WORK TO COMPLETE: Write out only the opening lines of the entries, through the line with "31 324 L 135".

DATA RECORDS:

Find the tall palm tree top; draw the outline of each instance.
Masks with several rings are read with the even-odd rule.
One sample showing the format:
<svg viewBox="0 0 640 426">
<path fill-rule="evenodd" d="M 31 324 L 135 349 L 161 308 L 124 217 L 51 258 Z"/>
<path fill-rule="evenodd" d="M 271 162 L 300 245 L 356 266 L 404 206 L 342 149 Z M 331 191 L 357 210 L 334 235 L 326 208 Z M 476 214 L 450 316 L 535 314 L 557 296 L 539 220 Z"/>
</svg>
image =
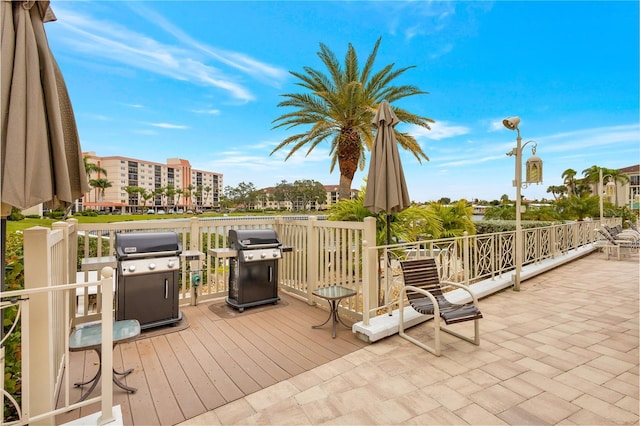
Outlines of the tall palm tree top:
<svg viewBox="0 0 640 426">
<path fill-rule="evenodd" d="M 286 93 L 279 107 L 291 107 L 293 111 L 285 113 L 273 120 L 274 129 L 292 129 L 304 126 L 301 133 L 287 137 L 271 154 L 289 147 L 286 156 L 289 159 L 303 147 L 307 147 L 306 155 L 321 142 L 331 143 L 331 168 L 340 168 L 340 197 L 348 197 L 353 175 L 358 167 L 365 166 L 365 150 L 373 145 L 373 128 L 371 121 L 378 104 L 384 100 L 390 104 L 402 98 L 423 95 L 413 85 L 393 86 L 393 81 L 413 66 L 394 69 L 395 64 L 389 64 L 380 71 L 374 72 L 373 67 L 380 46 L 379 38 L 369 54 L 364 66 L 360 68 L 355 48 L 349 43 L 344 64 L 341 64 L 335 54 L 320 43 L 318 56 L 327 73 L 311 67 L 304 67 L 303 72 L 290 71 L 297 78 L 298 86 L 304 88 L 304 93 Z M 415 115 L 397 106 L 392 106 L 398 119 L 405 123 L 414 124 L 429 129 L 429 123 L 434 121 L 427 117 Z M 396 130 L 398 144 L 410 151 L 419 162 L 429 160 L 415 138 L 407 133 Z"/>
</svg>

ANSWER SECTION:
Find the tall palm tree top; draw the outline of each instance.
Masks with several rings are read with the even-odd rule.
One sample showing the format:
<svg viewBox="0 0 640 426">
<path fill-rule="evenodd" d="M 31 324 L 135 349 L 161 308 L 124 217 L 51 258 Z"/>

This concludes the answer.